EXERCISE GOAL: For each line below that includes the string "spire", show the whole line.

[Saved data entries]

·····

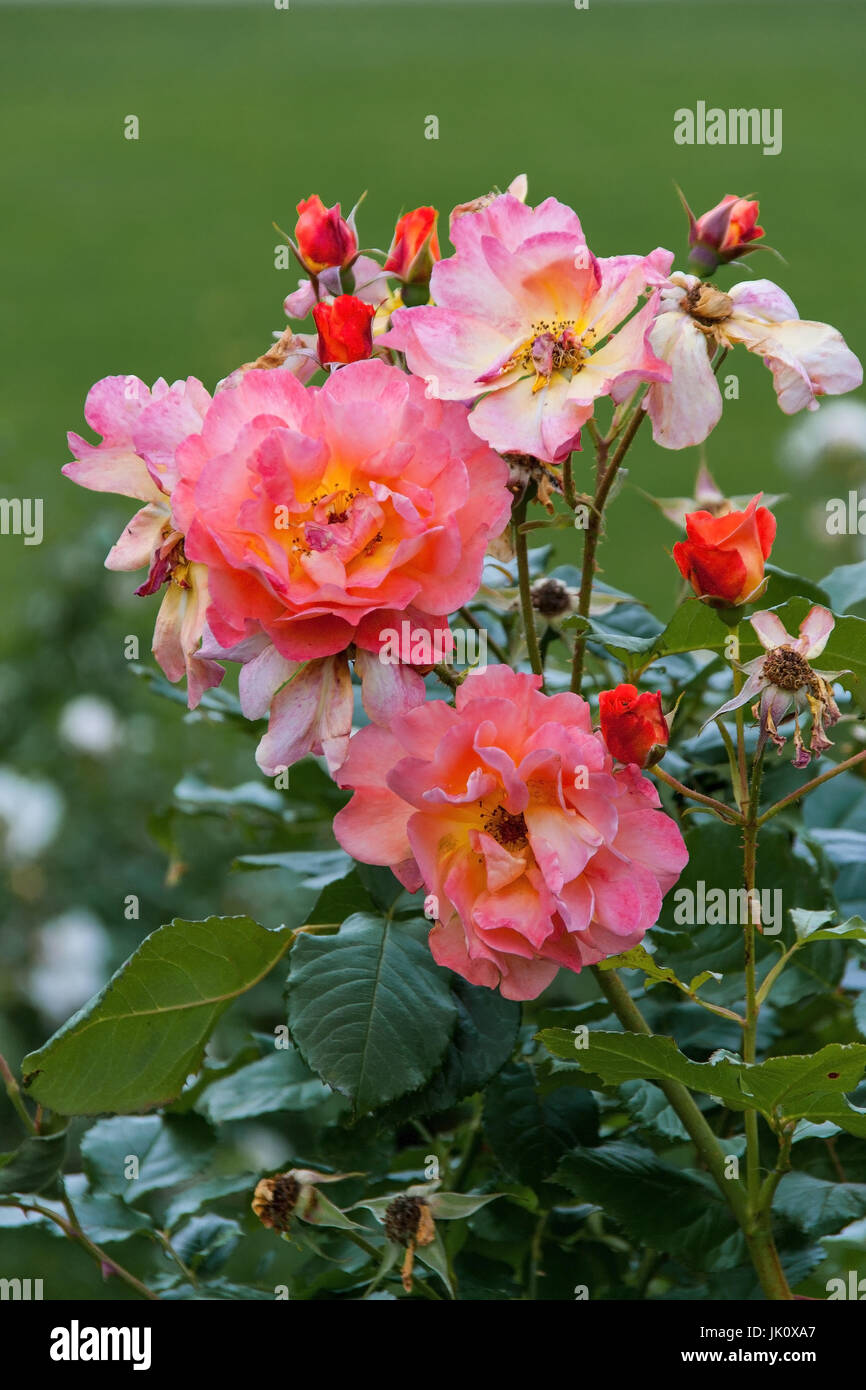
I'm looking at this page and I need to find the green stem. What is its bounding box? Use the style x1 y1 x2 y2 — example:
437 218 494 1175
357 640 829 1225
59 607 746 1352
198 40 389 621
570 403 647 693
513 487 545 681
458 606 509 666
16 1199 159 1301
756 749 866 826
652 763 743 824
593 964 793 1299
0 1054 36 1134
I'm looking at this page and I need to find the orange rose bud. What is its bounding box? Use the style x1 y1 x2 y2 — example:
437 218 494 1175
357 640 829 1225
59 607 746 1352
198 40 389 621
686 193 764 276
599 684 669 768
313 295 375 365
384 207 441 284
673 493 776 607
295 195 357 275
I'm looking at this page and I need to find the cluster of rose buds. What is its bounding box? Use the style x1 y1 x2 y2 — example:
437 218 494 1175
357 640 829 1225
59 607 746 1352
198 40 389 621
63 180 861 998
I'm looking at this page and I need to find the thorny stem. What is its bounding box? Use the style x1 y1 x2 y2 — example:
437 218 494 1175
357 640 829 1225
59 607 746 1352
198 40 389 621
570 402 647 693
756 749 866 826
593 964 792 1299
13 1199 160 1301
0 1054 37 1134
652 763 743 825
513 487 545 681
458 606 509 667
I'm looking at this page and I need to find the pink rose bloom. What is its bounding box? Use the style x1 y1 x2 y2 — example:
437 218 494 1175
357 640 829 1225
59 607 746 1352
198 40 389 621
381 192 673 464
646 274 863 449
64 375 224 707
334 666 688 1000
172 359 511 774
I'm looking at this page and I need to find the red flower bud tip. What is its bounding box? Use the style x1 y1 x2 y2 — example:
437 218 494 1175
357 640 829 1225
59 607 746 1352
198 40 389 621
295 195 357 275
673 493 776 607
384 206 441 284
599 684 669 769
313 295 376 366
684 192 764 276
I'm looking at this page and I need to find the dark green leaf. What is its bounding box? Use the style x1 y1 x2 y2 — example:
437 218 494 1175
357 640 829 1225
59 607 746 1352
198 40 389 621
81 1116 215 1201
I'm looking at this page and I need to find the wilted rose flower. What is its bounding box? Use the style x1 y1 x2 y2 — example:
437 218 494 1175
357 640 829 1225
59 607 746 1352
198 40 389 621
294 195 357 275
708 605 846 768
171 360 511 773
646 274 863 449
334 666 688 1000
313 294 376 365
684 192 764 276
673 492 776 606
599 684 669 768
384 207 440 284
382 192 673 464
64 375 223 706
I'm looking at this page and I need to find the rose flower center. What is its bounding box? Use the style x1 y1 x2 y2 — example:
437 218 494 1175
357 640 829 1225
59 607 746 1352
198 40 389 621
761 646 817 692
481 803 529 850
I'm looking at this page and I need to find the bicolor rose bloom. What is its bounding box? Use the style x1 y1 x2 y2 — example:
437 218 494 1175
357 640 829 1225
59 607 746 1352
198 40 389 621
646 274 863 450
334 667 688 1000
599 684 669 768
171 359 512 773
707 605 846 768
384 207 440 284
64 375 223 707
684 193 764 276
313 295 376 365
382 192 674 464
673 492 776 606
294 195 357 275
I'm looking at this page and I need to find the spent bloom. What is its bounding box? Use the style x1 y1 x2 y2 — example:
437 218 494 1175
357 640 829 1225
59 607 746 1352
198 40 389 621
709 605 846 767
599 684 669 768
334 666 687 1000
383 192 673 464
646 274 863 450
673 492 776 607
64 375 223 706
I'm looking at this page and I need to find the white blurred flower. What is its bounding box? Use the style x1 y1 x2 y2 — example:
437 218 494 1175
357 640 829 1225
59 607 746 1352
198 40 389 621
782 399 866 476
58 695 122 755
0 768 63 861
29 908 110 1021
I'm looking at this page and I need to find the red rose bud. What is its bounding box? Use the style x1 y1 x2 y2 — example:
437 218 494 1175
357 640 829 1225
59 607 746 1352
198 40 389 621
599 684 669 768
673 493 776 607
384 207 440 284
313 295 376 365
295 195 357 275
681 191 764 276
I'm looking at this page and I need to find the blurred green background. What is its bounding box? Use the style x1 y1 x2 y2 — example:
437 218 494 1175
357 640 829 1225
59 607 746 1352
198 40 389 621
1 0 864 1293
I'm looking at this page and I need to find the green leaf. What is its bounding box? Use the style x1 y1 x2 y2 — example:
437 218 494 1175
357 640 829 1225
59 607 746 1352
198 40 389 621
791 909 866 944
761 565 831 608
774 1171 866 1237
196 1048 331 1123
555 1141 743 1271
539 1030 866 1134
820 559 866 613
232 849 352 891
304 869 375 926
619 1079 689 1141
170 1214 242 1275
81 1115 215 1201
165 1174 254 1232
287 913 458 1114
70 1190 154 1245
483 1062 598 1186
22 916 294 1114
0 1131 67 1196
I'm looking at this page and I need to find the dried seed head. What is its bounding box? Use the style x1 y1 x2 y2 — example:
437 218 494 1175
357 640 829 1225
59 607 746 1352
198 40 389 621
252 1173 300 1234
531 576 573 619
685 283 734 324
384 1194 429 1246
761 647 817 693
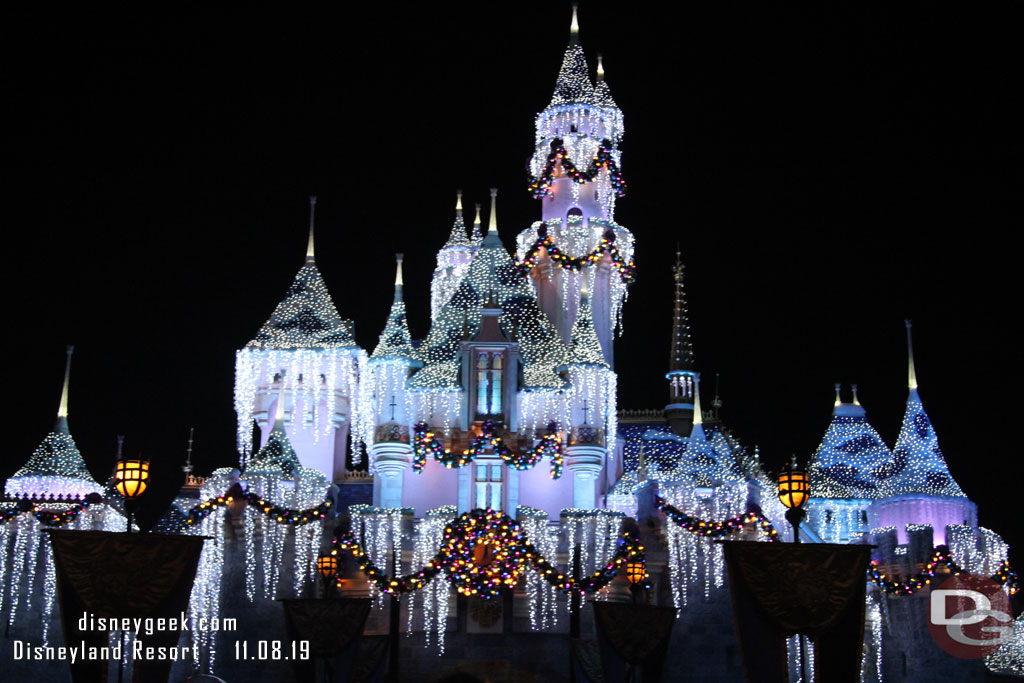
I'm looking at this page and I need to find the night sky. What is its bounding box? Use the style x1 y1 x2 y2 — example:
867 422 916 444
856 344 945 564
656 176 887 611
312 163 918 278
6 4 1020 566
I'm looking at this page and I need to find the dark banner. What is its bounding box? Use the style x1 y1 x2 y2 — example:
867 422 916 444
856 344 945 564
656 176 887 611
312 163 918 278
592 602 677 682
281 598 372 682
722 541 872 683
46 530 206 683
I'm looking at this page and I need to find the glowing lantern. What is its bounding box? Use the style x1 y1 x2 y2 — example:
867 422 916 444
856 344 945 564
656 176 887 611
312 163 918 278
115 458 150 499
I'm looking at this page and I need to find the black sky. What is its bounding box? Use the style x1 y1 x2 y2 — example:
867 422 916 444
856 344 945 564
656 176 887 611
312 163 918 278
5 3 1020 564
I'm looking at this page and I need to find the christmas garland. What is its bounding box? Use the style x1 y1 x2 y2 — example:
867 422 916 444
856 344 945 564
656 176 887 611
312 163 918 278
656 496 780 542
869 547 1020 596
529 138 627 198
413 420 564 479
0 493 103 528
185 489 331 526
332 508 647 598
516 234 636 284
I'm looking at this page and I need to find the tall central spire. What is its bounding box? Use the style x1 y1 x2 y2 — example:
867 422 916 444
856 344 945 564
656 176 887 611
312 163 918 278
669 251 695 373
665 252 699 436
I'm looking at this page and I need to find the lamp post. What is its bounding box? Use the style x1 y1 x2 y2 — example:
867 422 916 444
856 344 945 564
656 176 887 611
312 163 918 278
778 454 810 683
115 456 150 533
778 455 809 544
317 551 338 597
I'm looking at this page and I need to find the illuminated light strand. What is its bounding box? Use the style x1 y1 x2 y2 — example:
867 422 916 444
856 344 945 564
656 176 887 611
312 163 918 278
183 489 331 526
529 138 627 198
655 495 780 542
868 546 1019 596
332 509 647 598
516 235 635 284
412 421 564 479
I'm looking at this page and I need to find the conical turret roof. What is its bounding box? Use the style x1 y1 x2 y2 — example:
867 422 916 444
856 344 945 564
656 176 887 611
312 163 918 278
442 191 471 248
5 347 102 498
807 386 891 499
548 6 594 106
245 384 301 476
371 254 419 363
247 209 355 349
875 389 965 498
874 321 966 499
591 54 618 109
562 289 607 368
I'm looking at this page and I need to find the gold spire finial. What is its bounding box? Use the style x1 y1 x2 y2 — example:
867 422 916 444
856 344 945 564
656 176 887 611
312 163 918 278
306 195 317 260
597 53 605 82
570 3 580 44
488 188 498 234
455 190 463 214
395 252 405 287
905 319 918 390
57 345 74 418
852 384 861 406
834 383 842 407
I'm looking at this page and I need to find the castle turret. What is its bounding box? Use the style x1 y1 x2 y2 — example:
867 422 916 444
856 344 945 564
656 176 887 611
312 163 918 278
366 254 422 508
869 321 976 544
430 191 476 319
233 197 364 482
5 346 102 499
517 4 634 367
805 383 891 542
560 283 616 508
665 251 698 435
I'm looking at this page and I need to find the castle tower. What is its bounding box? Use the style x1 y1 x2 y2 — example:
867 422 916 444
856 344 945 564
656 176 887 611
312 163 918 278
430 191 476 319
665 251 698 435
805 383 891 542
233 197 364 483
5 346 102 499
517 4 634 367
365 254 422 508
409 189 568 514
560 283 616 508
869 321 977 545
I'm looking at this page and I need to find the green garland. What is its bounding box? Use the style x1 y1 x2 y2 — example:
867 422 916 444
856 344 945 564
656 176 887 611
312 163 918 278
516 234 636 284
333 508 646 597
0 494 103 528
184 489 331 526
413 421 564 479
529 138 627 198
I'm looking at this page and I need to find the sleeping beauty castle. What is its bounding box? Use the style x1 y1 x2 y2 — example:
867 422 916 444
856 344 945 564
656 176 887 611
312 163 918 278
1 6 1020 682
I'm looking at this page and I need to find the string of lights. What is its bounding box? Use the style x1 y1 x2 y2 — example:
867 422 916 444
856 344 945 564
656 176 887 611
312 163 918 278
183 489 331 526
412 421 565 478
516 234 635 284
655 495 780 541
868 547 1019 596
331 508 646 598
529 138 627 198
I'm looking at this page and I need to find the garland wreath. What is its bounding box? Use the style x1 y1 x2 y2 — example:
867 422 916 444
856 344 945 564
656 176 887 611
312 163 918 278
516 232 636 285
333 508 648 599
0 492 104 528
185 486 331 526
657 495 1019 596
529 138 627 198
413 420 564 479
869 547 1020 596
656 496 780 542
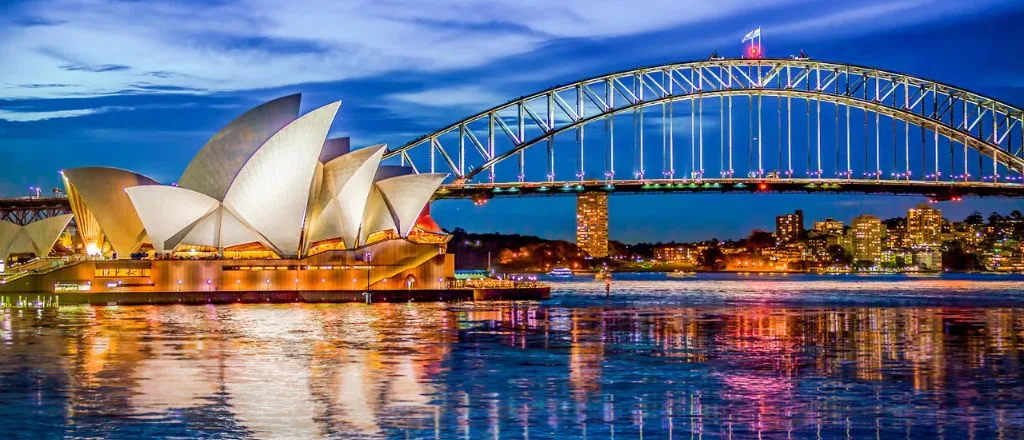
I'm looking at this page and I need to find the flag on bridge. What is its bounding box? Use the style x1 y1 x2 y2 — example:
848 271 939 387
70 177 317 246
741 27 761 44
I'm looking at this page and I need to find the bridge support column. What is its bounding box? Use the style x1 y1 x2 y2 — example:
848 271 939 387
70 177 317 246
576 192 608 258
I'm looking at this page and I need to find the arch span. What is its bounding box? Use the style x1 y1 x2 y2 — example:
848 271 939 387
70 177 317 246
383 58 1024 194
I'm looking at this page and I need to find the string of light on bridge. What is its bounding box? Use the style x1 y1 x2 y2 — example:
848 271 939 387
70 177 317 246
382 47 1024 204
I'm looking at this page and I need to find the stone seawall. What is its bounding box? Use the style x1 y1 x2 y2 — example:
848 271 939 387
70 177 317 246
16 287 550 306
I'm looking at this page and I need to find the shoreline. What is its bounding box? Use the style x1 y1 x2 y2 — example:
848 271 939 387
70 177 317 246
1 287 550 307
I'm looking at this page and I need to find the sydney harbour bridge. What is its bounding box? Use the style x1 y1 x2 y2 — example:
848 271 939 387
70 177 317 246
4 57 1024 228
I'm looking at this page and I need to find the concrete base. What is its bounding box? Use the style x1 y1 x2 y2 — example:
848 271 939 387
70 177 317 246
23 287 550 306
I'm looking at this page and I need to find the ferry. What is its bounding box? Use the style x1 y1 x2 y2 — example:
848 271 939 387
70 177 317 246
548 268 574 278
667 270 697 279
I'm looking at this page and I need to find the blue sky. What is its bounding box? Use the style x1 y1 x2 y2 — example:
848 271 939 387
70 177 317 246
2 0 1023 242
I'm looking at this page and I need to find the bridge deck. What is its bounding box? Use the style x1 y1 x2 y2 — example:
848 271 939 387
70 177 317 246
435 178 1024 200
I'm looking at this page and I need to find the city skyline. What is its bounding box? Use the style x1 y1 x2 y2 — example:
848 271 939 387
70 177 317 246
3 0 1024 243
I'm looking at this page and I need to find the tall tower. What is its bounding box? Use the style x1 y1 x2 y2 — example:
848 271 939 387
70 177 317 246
851 214 884 263
576 192 608 258
907 203 943 248
775 209 804 242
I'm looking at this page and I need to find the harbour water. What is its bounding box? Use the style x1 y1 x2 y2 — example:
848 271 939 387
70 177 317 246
2 273 1023 439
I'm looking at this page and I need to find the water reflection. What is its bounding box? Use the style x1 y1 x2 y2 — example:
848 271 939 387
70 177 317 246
2 285 1024 438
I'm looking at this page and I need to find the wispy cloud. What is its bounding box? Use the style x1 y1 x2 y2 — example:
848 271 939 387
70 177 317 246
0 0 1016 101
0 105 131 122
0 0 865 99
388 85 506 109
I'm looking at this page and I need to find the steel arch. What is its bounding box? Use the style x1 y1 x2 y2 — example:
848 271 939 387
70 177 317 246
467 89 1024 179
383 57 1024 187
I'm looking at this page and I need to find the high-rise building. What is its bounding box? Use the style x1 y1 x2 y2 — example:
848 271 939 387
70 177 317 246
812 218 845 236
775 210 804 242
885 218 909 250
852 215 885 263
576 192 608 257
907 203 944 248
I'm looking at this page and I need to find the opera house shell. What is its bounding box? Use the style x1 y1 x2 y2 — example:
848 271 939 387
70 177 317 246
0 214 74 262
60 94 446 260
2 94 457 295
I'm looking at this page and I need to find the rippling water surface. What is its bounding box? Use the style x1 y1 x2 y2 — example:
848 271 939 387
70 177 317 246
2 273 1024 439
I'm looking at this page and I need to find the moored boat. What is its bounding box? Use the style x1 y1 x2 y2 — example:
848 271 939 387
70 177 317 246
548 267 574 278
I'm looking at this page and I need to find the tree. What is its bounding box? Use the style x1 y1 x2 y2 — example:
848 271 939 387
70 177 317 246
942 240 981 272
853 260 876 271
964 211 984 225
826 244 852 266
746 230 775 249
697 246 726 271
988 212 1005 226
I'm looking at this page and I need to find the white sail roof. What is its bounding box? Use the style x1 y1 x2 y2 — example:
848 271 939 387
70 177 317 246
0 214 73 261
358 186 398 245
222 101 341 257
307 145 386 246
178 94 300 201
61 167 159 257
23 214 74 257
124 186 220 253
0 221 21 262
374 173 446 237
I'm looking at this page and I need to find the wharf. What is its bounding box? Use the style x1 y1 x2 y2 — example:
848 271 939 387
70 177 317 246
1 287 550 308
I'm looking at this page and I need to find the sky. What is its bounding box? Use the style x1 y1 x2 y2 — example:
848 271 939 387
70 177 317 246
1 0 1023 243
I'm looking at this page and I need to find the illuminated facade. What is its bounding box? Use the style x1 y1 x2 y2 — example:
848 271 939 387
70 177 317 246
907 203 944 248
812 218 845 236
775 210 804 242
851 215 885 263
62 96 448 260
576 192 608 258
654 245 695 263
3 94 468 295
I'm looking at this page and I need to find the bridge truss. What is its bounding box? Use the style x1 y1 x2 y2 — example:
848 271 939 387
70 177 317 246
0 197 72 225
383 58 1024 199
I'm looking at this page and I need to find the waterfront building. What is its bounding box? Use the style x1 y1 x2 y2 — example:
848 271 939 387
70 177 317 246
775 210 804 242
950 222 985 248
907 203 944 248
653 245 694 263
852 215 885 263
985 239 1024 272
1 94 463 295
912 249 943 271
764 242 806 270
812 218 845 236
576 192 608 258
885 219 910 250
880 249 913 267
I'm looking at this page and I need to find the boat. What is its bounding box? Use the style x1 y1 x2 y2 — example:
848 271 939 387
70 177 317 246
667 270 697 278
905 271 941 278
548 268 574 278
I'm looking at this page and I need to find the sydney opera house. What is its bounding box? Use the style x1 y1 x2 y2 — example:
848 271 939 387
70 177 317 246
0 94 527 301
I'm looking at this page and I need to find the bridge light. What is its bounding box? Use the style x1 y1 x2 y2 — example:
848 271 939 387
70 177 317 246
758 183 768 191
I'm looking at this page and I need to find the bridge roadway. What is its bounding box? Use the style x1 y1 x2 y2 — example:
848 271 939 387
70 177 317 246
435 178 1024 200
0 196 72 225
3 179 1024 217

·····

ANSWER FOR THIS EXERCISE:
I'm looking at this page and I need to find the tall central spire. What is its bounding box? Use the style x1 y1 x2 y2 — example:
I'm looking at this page and I need to find the gold spire finial. What is its bounding box? Use the style x1 y1 x2 y2 — example:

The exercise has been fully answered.